SELECTED EXTRACT

★ ★ ★ ★ ★

Re: produce request wire format question

Dave Peterson Thu, 23 May 2013 09:43:44 -0700

Ok, thanks for the information.  Looking at the wire format for the
metadata response, I see that the right hand side of the TopicMetadata
production contains a TopicErrorCode, and the right hand side of the
PartitionMetadata production contains a PartitionErrorCode.  Are both
of these 16-bit values?  In general, where it isn't stated explicitly in
the documentation, can I assume that all error codes are 16-bit values?


Thanks,
Dave


On Wed, May 22, 2013 at 4:29 PM, Neha Narkhede <[email protected]> wrote:
> 1. Correct
> 2. The producer does not use or depend on zookeeper anymore. It refreshes
> its view of the cluster metadata by using a TopicMetadataRequest to any of
> the kafka brokers. It maps a message to a partition using the following
> rules -
> 2.1 If a message has no key, use any available partition
> 2.2 If a message has a key and the user has defined a custom partitioner,
> use it to map the key to a partition id
> 2.3 If a message has a key and the user has not defined a custom
> partitioner, use the default hash based partitioner that ships with Kafka
>
> Thanks,
> Neha
>
>
> On Wed, May 22, 2013 at 1:33 PM, Dave Peterson <[email protected]>wrote:
>
>> Ok, the picture I have in my mind of how things work in 0.8 (from a
>> producer's point of view) is as follows:
>>
>>     1.  An application program sends log messages to a producer.  Each
>>         message is provided as a key/value pair, where the key is chosen
>>         by the application and the value is the message contents.  By its
>>         choice of key, the application may influence or control which
>>         partition the message gets sent to.

★ ★ ★ ★ ★

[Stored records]
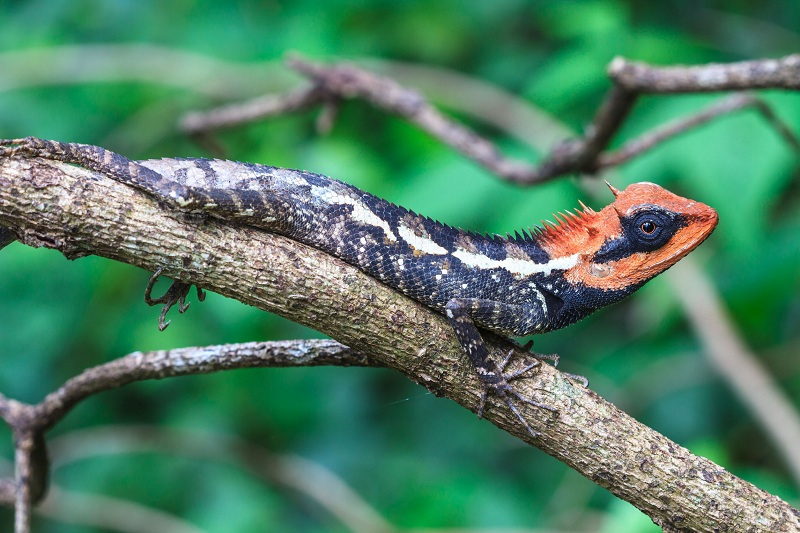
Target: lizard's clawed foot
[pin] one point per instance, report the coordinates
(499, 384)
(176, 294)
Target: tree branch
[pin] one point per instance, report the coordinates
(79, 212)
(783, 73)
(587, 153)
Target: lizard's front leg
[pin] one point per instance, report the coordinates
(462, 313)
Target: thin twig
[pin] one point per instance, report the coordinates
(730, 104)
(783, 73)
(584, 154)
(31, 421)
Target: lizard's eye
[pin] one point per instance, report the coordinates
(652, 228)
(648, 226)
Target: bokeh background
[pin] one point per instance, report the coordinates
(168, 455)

★ ★ ★ ★ ★

YOUR TASK
Copy the forum reply starting with "Ok, thanks for" and going on through "are 16-bit values?", swapping "16-bit" for "32-bit" throughout.

WRITTEN SOLUTION
Ok, thanks for the information.  Looking at the wire format for the
metadata response, I see that the right hand side of the TopicMetadata
production contains a TopicErrorCode, and the right hand side of the
PartitionMetadata production contains a PartitionErrorCode.  Are both
of these 32-bit values?  In general, where it isn't stated explicitly in
the documentation, can I assume that all error codes are 32-bit values?